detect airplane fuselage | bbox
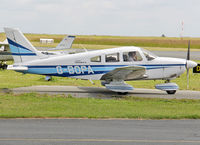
[16,47,186,80]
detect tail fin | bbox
[55,36,75,49]
[4,28,42,63]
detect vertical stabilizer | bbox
[4,28,42,63]
[55,36,75,49]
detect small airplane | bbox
[41,35,75,55]
[0,35,75,69]
[4,28,197,94]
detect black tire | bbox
[166,90,176,95]
[117,92,128,95]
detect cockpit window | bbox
[123,51,142,62]
[90,56,101,62]
[141,48,157,61]
[105,53,119,62]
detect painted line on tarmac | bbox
[0,138,200,143]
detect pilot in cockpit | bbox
[128,51,137,61]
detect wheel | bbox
[166,90,176,94]
[2,64,8,69]
[117,92,128,95]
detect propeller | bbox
[186,40,190,89]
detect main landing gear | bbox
[155,80,179,95]
[0,62,8,69]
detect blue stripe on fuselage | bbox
[19,64,185,77]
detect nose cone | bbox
[186,60,197,68]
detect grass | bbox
[0,93,200,119]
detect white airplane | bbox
[41,35,75,55]
[0,35,75,69]
[4,28,197,94]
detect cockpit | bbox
[90,47,157,63]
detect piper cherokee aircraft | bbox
[4,28,197,94]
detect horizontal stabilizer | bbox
[105,82,133,93]
[7,65,28,71]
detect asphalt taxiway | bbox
[0,119,200,145]
[12,86,200,99]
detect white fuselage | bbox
[16,47,186,80]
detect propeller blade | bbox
[187,40,190,60]
[186,40,190,89]
[187,68,189,89]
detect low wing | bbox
[101,66,147,81]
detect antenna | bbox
[180,21,184,40]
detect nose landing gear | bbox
[155,80,179,95]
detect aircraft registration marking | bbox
[56,65,94,74]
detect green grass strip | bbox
[0,93,200,119]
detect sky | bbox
[0,0,200,37]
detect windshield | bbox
[141,48,157,61]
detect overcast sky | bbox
[0,0,200,37]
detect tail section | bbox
[4,28,42,63]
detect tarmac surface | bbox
[0,119,200,145]
[12,86,200,99]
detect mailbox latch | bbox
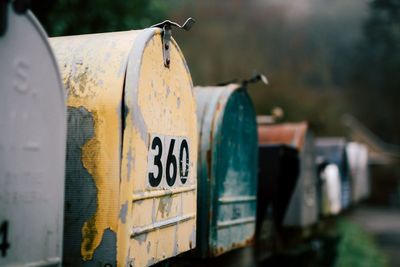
[151,18,195,68]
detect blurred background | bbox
[33,0,400,266]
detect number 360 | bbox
[147,135,189,187]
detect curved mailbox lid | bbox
[0,5,66,266]
[52,29,197,266]
[195,84,258,256]
[315,137,351,209]
[259,122,318,226]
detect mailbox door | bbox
[118,29,198,266]
[52,28,197,266]
[0,5,66,266]
[212,89,258,255]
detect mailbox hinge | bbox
[242,72,268,86]
[151,18,195,68]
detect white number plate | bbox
[147,134,191,188]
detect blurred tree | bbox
[349,0,400,144]
[32,0,166,36]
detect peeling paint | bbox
[119,201,128,223]
[158,196,172,218]
[194,84,258,257]
[83,228,117,267]
[51,29,197,266]
[63,107,97,266]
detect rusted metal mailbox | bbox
[315,137,351,210]
[346,142,369,202]
[257,146,300,238]
[259,122,318,227]
[0,4,66,266]
[195,84,258,257]
[51,21,197,267]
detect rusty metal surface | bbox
[195,84,257,257]
[258,122,318,227]
[0,4,66,266]
[51,29,197,266]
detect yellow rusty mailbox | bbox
[51,21,197,267]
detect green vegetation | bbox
[32,0,166,36]
[335,219,388,267]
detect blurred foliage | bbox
[171,0,365,135]
[32,0,166,36]
[29,0,400,144]
[349,0,400,144]
[335,219,388,267]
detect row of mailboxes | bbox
[0,7,368,266]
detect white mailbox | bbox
[0,4,66,266]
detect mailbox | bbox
[0,4,66,266]
[195,84,258,257]
[346,142,369,202]
[257,144,300,245]
[315,137,351,210]
[318,161,341,216]
[51,21,197,267]
[259,122,318,227]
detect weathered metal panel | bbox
[0,4,66,266]
[315,137,351,209]
[259,122,318,227]
[257,146,300,238]
[346,142,369,202]
[51,29,197,266]
[195,84,258,257]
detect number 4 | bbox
[0,221,10,257]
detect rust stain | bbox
[258,122,308,150]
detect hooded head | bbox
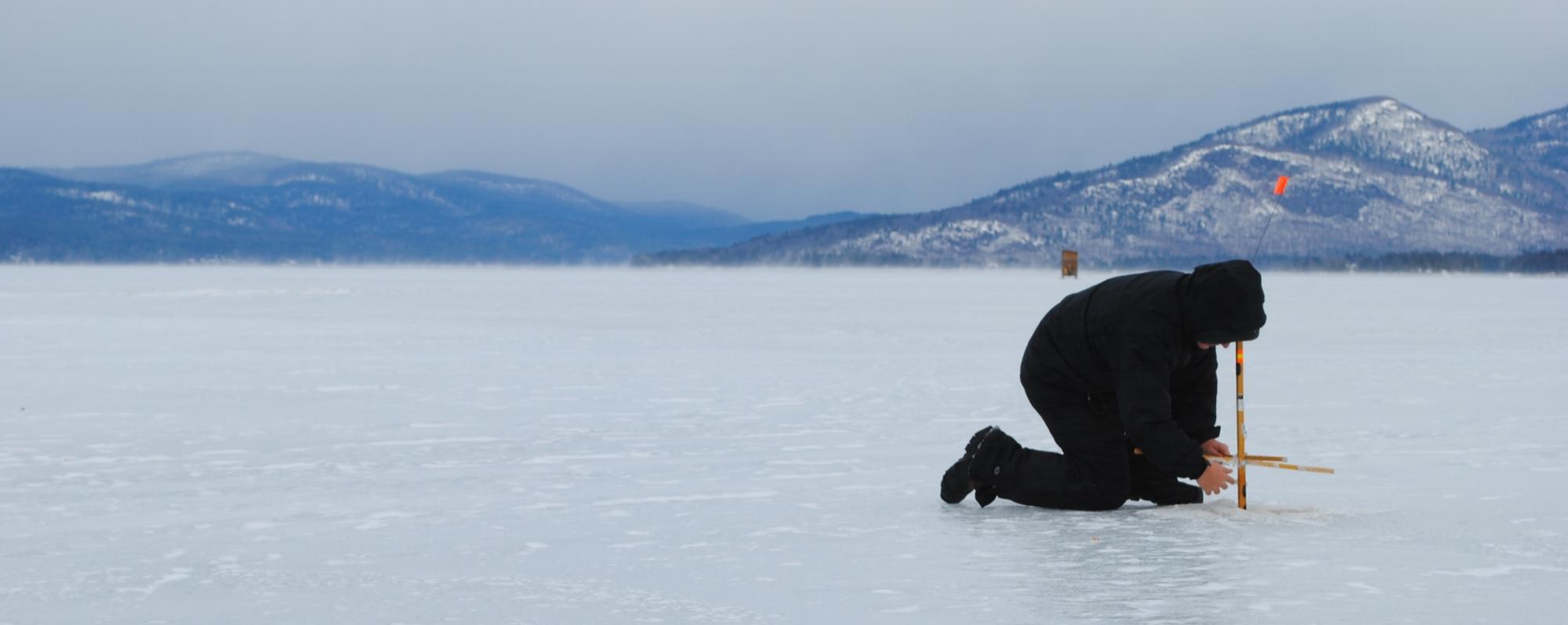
[1182,260,1269,344]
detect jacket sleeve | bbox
[1116,333,1209,479]
[1171,349,1220,443]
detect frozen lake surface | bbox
[0,267,1568,623]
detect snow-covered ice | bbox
[0,265,1568,623]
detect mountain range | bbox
[0,152,866,263]
[0,97,1568,267]
[637,97,1568,265]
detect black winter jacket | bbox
[1022,260,1265,479]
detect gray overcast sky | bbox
[0,0,1568,216]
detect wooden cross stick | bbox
[1204,456,1334,473]
[1132,449,1286,462]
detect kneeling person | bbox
[942,260,1267,511]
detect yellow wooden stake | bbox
[1236,341,1248,511]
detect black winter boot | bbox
[942,426,996,507]
[969,427,1024,507]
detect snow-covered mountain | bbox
[640,97,1568,265]
[0,152,861,263]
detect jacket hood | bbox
[1182,260,1269,344]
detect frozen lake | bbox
[0,265,1568,623]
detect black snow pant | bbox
[993,372,1174,511]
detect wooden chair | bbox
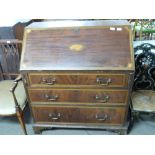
[0,40,27,134]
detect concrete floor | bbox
[0,108,155,135]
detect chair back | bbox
[0,39,22,80]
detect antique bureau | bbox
[20,20,134,134]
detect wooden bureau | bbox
[20,20,134,134]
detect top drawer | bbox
[28,73,128,87]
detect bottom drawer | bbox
[32,106,126,124]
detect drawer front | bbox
-- -- --
Output everything from the line containing "detect bottom drawer | bbox" down to the end of the listing as a JSON list of strings, one string per line, omitting blank lines.

§ **Correct response**:
[
  "detect bottom drawer | bbox",
  "[32,106,126,124]",
  "detect drawer front | bbox"
]